→ Teks Sumber
Islam Nusantara dalam Terang Filsafat dan Kebudayaan

Heru Harjo Hutomo
6 Min Read
Heru Harjo Hutomo, Peneliti, Pelukis dan Pemusik (foto: Dok. Redaksi)
Heru Harjo Hutomo, Peneliti, Pelukis dan Pemusik (foto: Dok. Redaksi)

jfid – Mengulik tradisi maupun sistem kekerabatan pesantren tak ubahnya mengulik hal yang sama pada keraton di Jawa. Abdurrahman Wahid pernah menyatakan bahwa pesantren merupakan subkultur Jawa. Saya kira pernyataan ini dapat membuat wijang, yang tentu perlu dielaborasikan lebih lanjut, perihal Islam Nusantara yang bagi sementara orang selalu dilihat dari perspektif Jawa dan luar Jawa.

Istilah Nusantara terkadang memang diidentikkan dengan Jawa, meski arti yang sesungguhnya tak demikian adanya. Ada yang mengartikan Nusantara sebagai wilayah kepulauan, sebuah wilayah yang terdiri dari beberapa pulau yang terpisah. Ada pula yang mengartikannya sebagai wilayah yang justru berada di luar Jawa.

Pada dasarnya Nusantara sendiri bukanlah asli istilah Jawa. Ia berasal dari bahasa sansekerta yang secara harfiah berarti wilayah yang mengambang atau wilayah persinggungan. Tak jelas benar apakah wilayah yang mengambang ini adalah Indonesia di masa kini yang berada di antara daratan benua Asia dan Australia maupun di antara Samudra Pasifik dan Samudra Hindia.

Sebab, konon ekspansi Majapahit di bawah Patih Gajah Mada tak sekedar sampai di wilayah Sumatra sebagaimana yang pernah dilakukan oleh Prabu Kertanegara pada ekspedisi pamalayu-nya, melainkan sampai di Siam atau Thailand kini. Tengok pula beberapa bendera negara seperti Malaysia, Singapura, ataupun Thailand yang didominasi oleh warna merah-putih dimana pada masa Majapahit disebut sebagai “Gula Klapa.”

→ Tugas Anda
Tolong teruskan tulisan tentang Islam Nusantara di atas, mulai setelah kalimat terakhirnya. Materi yang menyertai halaman ini tidak dibutuhkan.

→ Cuplikan Data
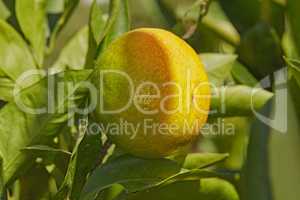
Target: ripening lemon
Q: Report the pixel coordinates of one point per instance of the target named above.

→ Jawaban yang Diharapkan
Adakah, dengan berkaca pada data-data di atas, Nusantara berarti sebuah “pandangan hidup” yang tak sekedar mengacu pada wilayah geografis, sebagaimana Atlantis yang hingga hari ini sekedar bersifat diskursif semata, namun ketika ditautkan berbagai tilaran masa silam seakan membentuk atau merujuk pada sesuatu yang sama?

Dalam agama Islam konon kepercayaan akan keesaan Tuhan sudah hidup jauh sebelum Nabi Muhammad hadir untuk menyempurnakan akhlaq para umatnya. Jadi, terkadang ungkapan yang menyatakan bahwa di Jawa problem tentang keesaan Tuhan telah lama selesai memang dapat dipertanggungjawabkan. Sebab, misi kenabian Nabi Muhammad memang secara khusus adalah untuk menggarap masalah akhlaq.

Sebagaimana istilah “Islam” barangkali, yang tak pernah mengacu pada wilayah geografis, Nusantara pada akhirnya pun tak perlu diributkan dengan logika Jawa dan luar Jawa. Toh, persebaran Islam ala Sunan Kalijaga konon berlangsung sampai di wilayah Nusa Tenggara, dengan agama Wetu Telu serta tarekat Anfusiyahnya. Demikian pula seusai Perang Jawa, Islam Diponegaran pun juga kumandang di Makassar.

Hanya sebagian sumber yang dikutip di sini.